Tâches et exercices:
(1) Présentez sous forme de liste le paragraphe de l'extrait qui commence par « Où se situe Blandinières », en conservant ses faits principaux.
(2) Selon l'extrait, dans quel lycée Blandinières a-t-il suivi sa prépa HEC ?

Extrait du document:

Où se situe Blandinières dans la cartographie du patronat français ? Hors champ, assurément. Ce petit-fils de commerçants – il a perdu son père très jeune – a grandi dans la cité corrézienne. Une prépa HEC au lycée Fermat de Toulouse et un diplôme de l’école supérieure de commerce de Nantes. Il fuit les restaurants étoilés des palaces parisiens, n’a jamais été invité à un dîner du Siècle, ne toque pas à la porte des instances du Medef ni à celle de l’Afep, le club des plus grandes entreprises françaises. Comme lui, ses réseaux cultivent la discrétion, voire le secret. Jacky Lorenzetti, le puissant patron du Racing 92 et de Paris la Défense Arena, l’armateur Philippe Louis-Dreyfus, Frédéric Gervoson, l’invisible président du groupe Andros, ou Daniel Derichebourg, le spécialiste du recyclage de déchets. Chez ces gens-là, on ne cause pas, on bosse. Sa seule démonstration de force, c’est une fois par an lors de la convention annuelle d’InVivo. Des milliers d’adhérents s’entassent dans le palais des congrès de la porte Maillot, à Paris, juste en face du siège du groupe, pour assister, mi-médusés, mi-galvanisés, à une séance de coaching de masse délivrée par Sébastien Chabal, l’ancien troisième ligne centre du XV de France, ou Dan Carter, le flamboyant demi d’ouverture néo-zélandais. En fin de soirée, quand les cravates tombent, le DG pousse volontiers la chansonnette, incollable sur les tubes de Joe Dassin.

Données enregistrées
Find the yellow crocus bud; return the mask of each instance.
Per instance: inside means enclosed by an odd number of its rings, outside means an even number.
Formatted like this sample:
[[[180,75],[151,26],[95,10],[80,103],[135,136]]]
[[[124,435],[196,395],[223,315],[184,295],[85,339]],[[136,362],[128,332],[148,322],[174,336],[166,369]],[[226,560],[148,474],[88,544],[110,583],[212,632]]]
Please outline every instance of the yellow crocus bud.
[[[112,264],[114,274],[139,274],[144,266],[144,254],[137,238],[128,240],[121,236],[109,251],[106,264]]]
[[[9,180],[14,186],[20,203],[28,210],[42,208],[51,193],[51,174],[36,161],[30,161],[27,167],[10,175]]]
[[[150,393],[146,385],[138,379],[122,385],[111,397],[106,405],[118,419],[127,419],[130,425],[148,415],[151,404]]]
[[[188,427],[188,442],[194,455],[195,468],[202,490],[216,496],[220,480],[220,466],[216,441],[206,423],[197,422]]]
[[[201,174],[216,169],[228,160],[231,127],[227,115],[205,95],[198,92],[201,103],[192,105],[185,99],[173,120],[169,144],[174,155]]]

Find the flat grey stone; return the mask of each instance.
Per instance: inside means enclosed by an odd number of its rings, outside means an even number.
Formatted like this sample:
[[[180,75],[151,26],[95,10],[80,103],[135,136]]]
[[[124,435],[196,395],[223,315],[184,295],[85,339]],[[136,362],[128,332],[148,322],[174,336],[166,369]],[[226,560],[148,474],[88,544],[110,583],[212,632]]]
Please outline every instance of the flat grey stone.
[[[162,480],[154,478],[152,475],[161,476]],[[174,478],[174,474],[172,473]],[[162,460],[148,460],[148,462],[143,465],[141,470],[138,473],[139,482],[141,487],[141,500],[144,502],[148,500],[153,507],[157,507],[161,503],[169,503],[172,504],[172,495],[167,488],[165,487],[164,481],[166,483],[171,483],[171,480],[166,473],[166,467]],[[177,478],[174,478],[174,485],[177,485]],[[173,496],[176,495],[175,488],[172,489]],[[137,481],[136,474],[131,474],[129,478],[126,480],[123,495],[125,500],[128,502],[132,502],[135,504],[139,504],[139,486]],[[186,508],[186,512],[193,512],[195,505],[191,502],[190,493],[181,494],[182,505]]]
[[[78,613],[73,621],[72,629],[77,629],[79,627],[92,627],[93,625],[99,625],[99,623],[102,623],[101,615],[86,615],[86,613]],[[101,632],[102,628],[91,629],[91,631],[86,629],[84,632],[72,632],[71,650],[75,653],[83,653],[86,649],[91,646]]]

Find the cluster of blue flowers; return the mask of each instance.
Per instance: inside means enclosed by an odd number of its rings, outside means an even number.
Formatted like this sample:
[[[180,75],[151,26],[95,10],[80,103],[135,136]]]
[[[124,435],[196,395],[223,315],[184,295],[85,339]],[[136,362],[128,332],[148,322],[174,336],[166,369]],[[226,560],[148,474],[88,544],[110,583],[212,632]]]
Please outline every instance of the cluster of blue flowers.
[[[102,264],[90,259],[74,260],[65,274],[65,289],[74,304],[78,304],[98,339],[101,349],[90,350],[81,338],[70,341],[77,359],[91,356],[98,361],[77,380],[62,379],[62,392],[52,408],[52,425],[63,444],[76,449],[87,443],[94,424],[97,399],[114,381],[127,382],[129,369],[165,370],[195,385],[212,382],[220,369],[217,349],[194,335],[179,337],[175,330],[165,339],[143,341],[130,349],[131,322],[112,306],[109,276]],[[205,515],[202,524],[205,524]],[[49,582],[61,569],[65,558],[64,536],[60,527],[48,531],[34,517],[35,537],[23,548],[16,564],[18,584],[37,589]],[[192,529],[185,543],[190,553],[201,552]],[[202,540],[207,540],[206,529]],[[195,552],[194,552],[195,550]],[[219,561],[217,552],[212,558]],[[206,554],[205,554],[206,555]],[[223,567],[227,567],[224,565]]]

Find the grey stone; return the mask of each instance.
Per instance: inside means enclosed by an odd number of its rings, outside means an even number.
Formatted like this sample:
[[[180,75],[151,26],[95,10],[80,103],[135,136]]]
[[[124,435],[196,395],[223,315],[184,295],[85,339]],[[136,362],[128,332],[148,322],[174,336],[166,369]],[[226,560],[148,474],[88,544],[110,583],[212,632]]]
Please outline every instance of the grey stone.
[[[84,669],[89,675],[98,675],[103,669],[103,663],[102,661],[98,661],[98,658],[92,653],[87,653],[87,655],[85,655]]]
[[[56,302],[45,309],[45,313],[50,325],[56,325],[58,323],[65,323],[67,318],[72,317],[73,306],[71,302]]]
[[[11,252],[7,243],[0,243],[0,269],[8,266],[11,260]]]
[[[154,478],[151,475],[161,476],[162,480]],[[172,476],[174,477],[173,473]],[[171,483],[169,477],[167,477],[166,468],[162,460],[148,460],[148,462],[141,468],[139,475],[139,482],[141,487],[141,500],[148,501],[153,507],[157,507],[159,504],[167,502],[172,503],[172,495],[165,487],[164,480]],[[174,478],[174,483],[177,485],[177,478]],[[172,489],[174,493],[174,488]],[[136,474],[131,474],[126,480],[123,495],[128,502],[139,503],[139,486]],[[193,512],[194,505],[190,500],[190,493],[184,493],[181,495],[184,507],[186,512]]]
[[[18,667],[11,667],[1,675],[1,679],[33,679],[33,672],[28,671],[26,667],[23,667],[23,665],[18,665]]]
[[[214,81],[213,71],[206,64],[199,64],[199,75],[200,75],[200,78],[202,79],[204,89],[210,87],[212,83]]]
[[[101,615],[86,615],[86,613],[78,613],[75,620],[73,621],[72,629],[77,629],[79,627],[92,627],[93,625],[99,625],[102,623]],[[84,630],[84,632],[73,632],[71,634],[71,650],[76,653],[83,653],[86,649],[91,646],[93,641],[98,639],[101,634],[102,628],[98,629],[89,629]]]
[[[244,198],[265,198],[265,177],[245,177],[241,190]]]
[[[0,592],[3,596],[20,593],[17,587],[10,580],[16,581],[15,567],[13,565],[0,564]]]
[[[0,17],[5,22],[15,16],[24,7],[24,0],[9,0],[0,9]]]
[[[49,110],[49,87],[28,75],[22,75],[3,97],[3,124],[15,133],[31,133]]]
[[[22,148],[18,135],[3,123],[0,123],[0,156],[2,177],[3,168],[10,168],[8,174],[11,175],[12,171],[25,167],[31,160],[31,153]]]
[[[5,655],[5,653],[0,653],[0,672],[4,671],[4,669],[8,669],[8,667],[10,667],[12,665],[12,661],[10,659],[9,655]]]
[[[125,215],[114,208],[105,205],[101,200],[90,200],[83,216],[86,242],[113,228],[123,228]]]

Exercice corrigé:
(1)
- Blandinières se situe hors champ dans la cartographie du patronat français.
- Petit-fils de commerçants, il a perdu son père très jeune et a grandi dans la cité corrézienne.
- Il a fait une prépa HEC au lycée Fermat de Toulouse et est diplômé de l'école supérieure de commerce de Nantes.
- Il fuit les restaurants étoilés des palaces parisiens et n'a jamais été invité à un dîner du Siècle. Il ne frappe à la porte ni des instances du Medef ni de l'Afep.
- Ses réseaux cultivent la discrétion, voire le secret. On y trouve Jacky Lorenzetti, Philippe Louis-Dreyfus, Frédéric Gervoson et Daniel Derichebourg.
- Sa seule démonstration de force a lieu une fois par an, lors de la convention annuelle d'InVivo au palais des congrès de la porte Maillot. Des milliers d'adhérents y assistent à une séance de coaching de masse délivrée par Sébastien Chabal ou Dan Carter.
- En fin de soirée, le DG pousse volontiers la chansonnette et connaît par cœur les tubes de Joe Dassin.

(2) Au lycée Fermat de Toulouse.